▶ [Task to complete]: Reproduce each record exactly.

(Source records begins)

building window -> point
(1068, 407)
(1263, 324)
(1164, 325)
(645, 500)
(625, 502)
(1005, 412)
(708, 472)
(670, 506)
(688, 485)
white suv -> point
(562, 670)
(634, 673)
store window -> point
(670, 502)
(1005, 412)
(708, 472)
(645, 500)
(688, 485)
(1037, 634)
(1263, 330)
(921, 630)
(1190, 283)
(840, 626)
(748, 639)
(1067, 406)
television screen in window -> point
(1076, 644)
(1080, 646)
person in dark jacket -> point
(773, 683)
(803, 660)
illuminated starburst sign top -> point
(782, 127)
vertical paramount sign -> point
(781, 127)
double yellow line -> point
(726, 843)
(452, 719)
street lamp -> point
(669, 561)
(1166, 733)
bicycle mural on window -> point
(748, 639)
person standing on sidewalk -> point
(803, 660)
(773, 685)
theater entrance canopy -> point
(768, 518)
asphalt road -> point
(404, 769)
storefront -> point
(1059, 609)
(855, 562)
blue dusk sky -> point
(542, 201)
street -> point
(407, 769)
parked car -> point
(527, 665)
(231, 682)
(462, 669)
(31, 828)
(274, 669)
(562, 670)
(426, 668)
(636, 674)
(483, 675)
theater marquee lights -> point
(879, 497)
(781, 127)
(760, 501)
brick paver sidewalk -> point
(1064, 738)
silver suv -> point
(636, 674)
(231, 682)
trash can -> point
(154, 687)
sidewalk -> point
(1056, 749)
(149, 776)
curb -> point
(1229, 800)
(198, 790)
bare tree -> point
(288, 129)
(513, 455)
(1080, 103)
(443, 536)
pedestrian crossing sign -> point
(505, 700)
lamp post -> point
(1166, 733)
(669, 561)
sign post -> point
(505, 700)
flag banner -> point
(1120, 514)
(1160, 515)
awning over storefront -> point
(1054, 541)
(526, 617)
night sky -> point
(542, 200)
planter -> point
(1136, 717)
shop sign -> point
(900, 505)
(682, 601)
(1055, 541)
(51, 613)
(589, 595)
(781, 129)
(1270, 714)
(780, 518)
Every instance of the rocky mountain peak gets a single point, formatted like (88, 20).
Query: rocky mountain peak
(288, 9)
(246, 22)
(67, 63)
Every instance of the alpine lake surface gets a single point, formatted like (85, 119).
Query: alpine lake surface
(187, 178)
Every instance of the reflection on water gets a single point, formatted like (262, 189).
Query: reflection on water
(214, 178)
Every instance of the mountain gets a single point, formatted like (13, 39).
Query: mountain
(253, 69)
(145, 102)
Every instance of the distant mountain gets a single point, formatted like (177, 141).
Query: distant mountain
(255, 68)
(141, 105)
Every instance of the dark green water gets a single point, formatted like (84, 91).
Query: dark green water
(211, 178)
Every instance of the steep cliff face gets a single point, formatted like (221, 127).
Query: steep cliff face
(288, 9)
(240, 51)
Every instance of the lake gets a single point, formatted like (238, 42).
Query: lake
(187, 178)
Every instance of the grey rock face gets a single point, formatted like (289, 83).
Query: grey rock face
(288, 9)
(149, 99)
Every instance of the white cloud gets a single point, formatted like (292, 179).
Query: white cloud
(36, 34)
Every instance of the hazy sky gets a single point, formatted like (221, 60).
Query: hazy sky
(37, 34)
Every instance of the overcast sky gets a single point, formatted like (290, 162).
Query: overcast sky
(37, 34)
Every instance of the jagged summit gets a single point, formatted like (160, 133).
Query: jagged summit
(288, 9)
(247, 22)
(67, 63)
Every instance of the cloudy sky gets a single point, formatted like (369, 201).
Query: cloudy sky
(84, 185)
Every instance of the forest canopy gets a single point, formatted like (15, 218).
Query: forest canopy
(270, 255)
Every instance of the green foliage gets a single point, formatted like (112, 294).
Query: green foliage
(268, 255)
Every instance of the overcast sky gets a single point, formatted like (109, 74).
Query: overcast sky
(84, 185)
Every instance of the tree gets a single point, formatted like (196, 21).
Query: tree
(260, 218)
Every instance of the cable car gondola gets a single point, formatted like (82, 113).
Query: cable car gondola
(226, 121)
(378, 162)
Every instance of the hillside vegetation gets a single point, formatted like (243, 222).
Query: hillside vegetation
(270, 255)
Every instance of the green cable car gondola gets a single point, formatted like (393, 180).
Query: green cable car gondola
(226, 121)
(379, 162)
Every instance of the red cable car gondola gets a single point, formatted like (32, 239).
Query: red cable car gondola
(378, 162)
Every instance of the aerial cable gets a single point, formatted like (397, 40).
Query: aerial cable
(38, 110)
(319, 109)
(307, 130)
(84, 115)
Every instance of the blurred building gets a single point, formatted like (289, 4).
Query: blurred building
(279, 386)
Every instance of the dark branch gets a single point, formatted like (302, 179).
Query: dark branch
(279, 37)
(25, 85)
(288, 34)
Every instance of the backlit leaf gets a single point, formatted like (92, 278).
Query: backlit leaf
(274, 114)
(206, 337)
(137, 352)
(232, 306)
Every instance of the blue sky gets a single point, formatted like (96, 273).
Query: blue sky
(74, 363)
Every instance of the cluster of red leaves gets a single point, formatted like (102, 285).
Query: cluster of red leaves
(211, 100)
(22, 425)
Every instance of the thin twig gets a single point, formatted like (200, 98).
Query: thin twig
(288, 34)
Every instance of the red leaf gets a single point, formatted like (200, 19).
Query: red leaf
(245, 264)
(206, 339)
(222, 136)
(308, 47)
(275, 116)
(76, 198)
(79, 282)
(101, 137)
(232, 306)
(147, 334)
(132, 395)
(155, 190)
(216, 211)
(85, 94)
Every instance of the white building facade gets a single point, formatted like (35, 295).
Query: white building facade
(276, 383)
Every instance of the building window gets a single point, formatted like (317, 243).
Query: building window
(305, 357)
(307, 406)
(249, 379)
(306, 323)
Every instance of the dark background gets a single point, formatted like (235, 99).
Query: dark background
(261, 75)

(Source records ends)

▶ [Task response]:
building window -> point
(1068, 407)
(1263, 324)
(1164, 325)
(645, 500)
(625, 502)
(1005, 412)
(708, 472)
(670, 506)
(688, 485)
white suv -> point
(562, 670)
(634, 673)
store window -> point
(670, 502)
(1005, 412)
(708, 472)
(645, 500)
(688, 485)
(1037, 634)
(1263, 330)
(921, 630)
(1190, 283)
(840, 626)
(748, 639)
(1067, 406)
television screen in window -> point
(1076, 644)
(1080, 646)
person in dark jacket -> point
(773, 683)
(803, 660)
illuminated starburst sign top -> point
(782, 127)
vertical paramount sign -> point
(781, 127)
double yellow line -> point
(726, 843)
(452, 719)
street lamp -> point
(669, 561)
(1166, 733)
bicycle mural on window -> point
(748, 639)
person standing on sidewalk -> point
(803, 660)
(773, 685)
theater entrance canopy -> point
(768, 518)
asphalt road -> point
(404, 769)
storefront -> point
(1059, 609)
(855, 562)
blue dusk sky -> point
(542, 201)
street -> point
(407, 769)
parked car -> point
(527, 665)
(231, 682)
(462, 669)
(31, 828)
(274, 669)
(562, 670)
(426, 668)
(636, 674)
(483, 675)
theater marquee lights -> point
(879, 497)
(781, 127)
(760, 501)
brick paver sidewalk -> point
(1064, 738)
silver suv -> point
(636, 674)
(231, 682)
trash can -> point
(154, 687)
sidewalk -> point
(1056, 749)
(149, 776)
curb -> point
(1229, 800)
(198, 790)
bare tree -> point
(288, 129)
(513, 455)
(1080, 103)
(443, 536)
pedestrian crossing sign -> point
(505, 700)
lamp post -> point
(1166, 733)
(669, 561)
sign post -> point
(505, 700)
flag banner -> point
(1120, 514)
(1160, 515)
awning over storefront -> point
(1054, 541)
(526, 617)
night sky -> point
(542, 200)
planter -> point
(1136, 717)
shop sign -> point
(900, 505)
(682, 601)
(1055, 541)
(51, 613)
(589, 595)
(781, 129)
(1270, 714)
(780, 518)
Every instance of the rocky mountain peak gets a single point, formatted like (88, 20).
Query: rocky mountain peak
(288, 9)
(246, 22)
(67, 63)
Every instance of the alpine lake surface gets a single point, formatted like (85, 119).
Query: alpine lake surface
(187, 178)
Every instance of the reflection on water gets a single point, formatted like (262, 189).
Query: reflection on water
(214, 178)
Every instance of the mountain gets a single point, formatted like (13, 39).
Query: mountain
(253, 69)
(145, 102)
Every instance of the distant mountain gets a single point, formatted like (177, 141).
Query: distant mountain
(255, 68)
(141, 105)
Every instance of the dark green water gets a single point, formatted like (84, 91).
Query: dark green water
(211, 178)
Every instance of the steep cliff face gets a single point, formatted like (221, 127).
Query: steep cliff face
(288, 9)
(240, 51)
Every instance of the lake gets a single point, formatted like (238, 42).
Query: lake
(187, 178)
Every instance of the grey rock face gets a single point, formatted like (289, 83).
Query: grey rock face
(288, 9)
(149, 99)
Every instance of the white cloud gets a single point, formatted like (292, 179).
Query: white cloud
(36, 34)
Every instance of the hazy sky gets a single point, formatted like (221, 60).
Query: hazy sky
(37, 34)
Every instance of the overcast sky gets a single point, formatted like (290, 162).
Query: overcast sky
(37, 34)
Every instance of the jagged summit gets a single point, formatted like (160, 133).
Query: jagged summit
(288, 9)
(247, 22)
(67, 63)
Every instance of the cloudy sky gets a single point, formatted like (369, 201).
Query: cloudy sky
(84, 185)
Every instance of the forest canopy gets a single point, formatted like (15, 218).
Query: forest canopy
(270, 255)
Every instance of the green foliage gets a single point, formatted like (112, 294).
Query: green foliage
(268, 255)
Every instance of the overcast sky gets a single point, formatted like (109, 74).
Query: overcast sky
(84, 185)
Every instance of the tree gets a single point, formatted like (196, 21).
Query: tree
(260, 218)
Every instance of the cable car gondola gets a single point, formatted like (82, 113).
Query: cable car gondola
(226, 121)
(378, 162)
Every instance of the hillside vegetation gets a single point, formatted like (243, 222).
Query: hillside vegetation
(270, 255)
Every instance of the green cable car gondola gets a single point, formatted like (393, 180).
Query: green cable car gondola
(226, 121)
(379, 162)
Every instance of the red cable car gondola gets a single point, formatted like (32, 239).
Query: red cable car gondola
(378, 162)
Every instance of the aerial cable gets a single point, formatted like (397, 40).
Query: aerial cable
(38, 110)
(319, 109)
(307, 130)
(84, 115)
Every instance of the blurred building gets a single point, formatted like (289, 4).
Query: blurred building
(279, 386)
Every instance of the dark branch gets a single point, formatted like (302, 179).
Query: dark branch
(279, 37)
(25, 85)
(288, 34)
Every instance of the backlit leaf gets a single point, formatted like (92, 278).
Query: backlit leaf
(274, 114)
(206, 337)
(137, 352)
(232, 306)
Every instance of the blue sky gets a single point, formatted like (96, 273).
Query: blue sky
(74, 363)
Every instance of the cluster of red leaves gets a single point, formatted like (102, 285).
Query: cluster of red leaves
(211, 100)
(22, 425)
Every instance of the thin twig gets a single point, formatted like (200, 98).
Query: thin twig
(288, 34)
Every instance of the red leaf gets a single point, formatted like (200, 19).
Query: red leaf
(245, 264)
(206, 339)
(222, 136)
(308, 47)
(275, 116)
(76, 198)
(79, 282)
(101, 137)
(232, 306)
(147, 334)
(132, 395)
(155, 190)
(216, 211)
(85, 94)
Every instance of the white building facade gets a single point, formatted like (35, 295).
Query: white building facade
(276, 383)
Every instance of the building window gets a single point, formatted like (317, 243).
Query: building window
(305, 357)
(307, 406)
(249, 379)
(306, 323)
Every instance of the dark background gets a single point, formatted like (235, 99).
Query: dark background
(261, 75)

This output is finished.